## REQUIREMENT:
Among the entries that follow, how many lines contain the string "vegetation"? Answer with that number only.

## DATASET ENTRIES:

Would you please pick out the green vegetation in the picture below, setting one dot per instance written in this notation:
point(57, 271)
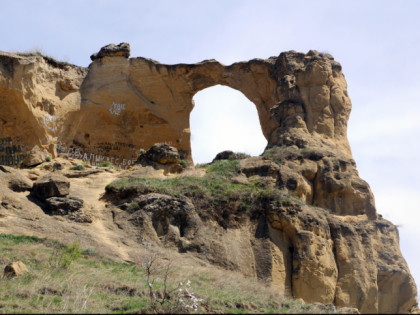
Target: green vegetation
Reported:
point(107, 164)
point(96, 284)
point(62, 257)
point(213, 195)
point(77, 167)
point(50, 60)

## RESULT FOR THIS TASK:
2